DIRECTIVE -
Give everything in the listing below from the line containing "of the chimney." down to the line containing "220 259 226 275" as a two-column CSV with columns named text and answer. Put each text and its answer on one row, with each value in its own double-quoted field and line breaks turned into spaces.

## begin MATERIAL

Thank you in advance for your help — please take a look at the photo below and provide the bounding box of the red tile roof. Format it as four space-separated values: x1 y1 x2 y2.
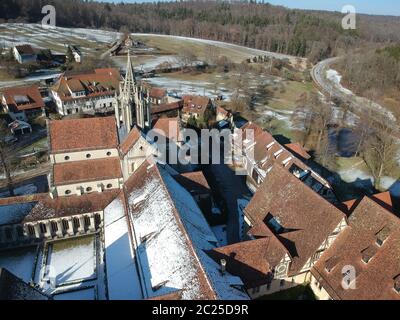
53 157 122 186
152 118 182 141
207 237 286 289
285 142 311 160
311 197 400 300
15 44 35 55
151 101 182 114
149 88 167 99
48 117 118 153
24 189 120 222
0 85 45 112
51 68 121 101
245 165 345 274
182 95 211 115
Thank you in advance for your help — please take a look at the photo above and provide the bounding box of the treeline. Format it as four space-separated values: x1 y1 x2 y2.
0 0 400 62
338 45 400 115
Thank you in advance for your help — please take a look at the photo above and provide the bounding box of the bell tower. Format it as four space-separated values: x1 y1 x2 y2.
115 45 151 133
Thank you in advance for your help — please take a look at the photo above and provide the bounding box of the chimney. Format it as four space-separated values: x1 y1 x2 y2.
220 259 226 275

## end MATERIAL
## begin MATERIAL

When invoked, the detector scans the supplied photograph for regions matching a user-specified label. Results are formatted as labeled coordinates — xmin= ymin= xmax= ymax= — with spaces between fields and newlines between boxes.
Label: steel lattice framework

## end MATERIAL
## begin MATERIAL

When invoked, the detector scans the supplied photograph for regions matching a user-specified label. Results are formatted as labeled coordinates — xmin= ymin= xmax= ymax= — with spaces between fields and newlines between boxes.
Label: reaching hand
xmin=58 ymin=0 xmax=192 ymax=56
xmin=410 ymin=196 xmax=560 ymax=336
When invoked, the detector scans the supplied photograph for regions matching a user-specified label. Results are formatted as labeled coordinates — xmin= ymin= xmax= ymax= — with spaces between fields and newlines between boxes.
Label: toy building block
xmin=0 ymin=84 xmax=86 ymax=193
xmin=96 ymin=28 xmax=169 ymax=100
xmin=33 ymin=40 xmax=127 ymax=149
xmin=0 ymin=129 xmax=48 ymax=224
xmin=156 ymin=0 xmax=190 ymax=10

## end MATERIAL

RESPONSE TO THIS EXERCISE -
text,answer
"Thank you in advance for your help — please take a look at the photo above and provide the bounding box of the chimney. Format it as four space-separated values: x1 y1 x2 y2.","220 259 226 275"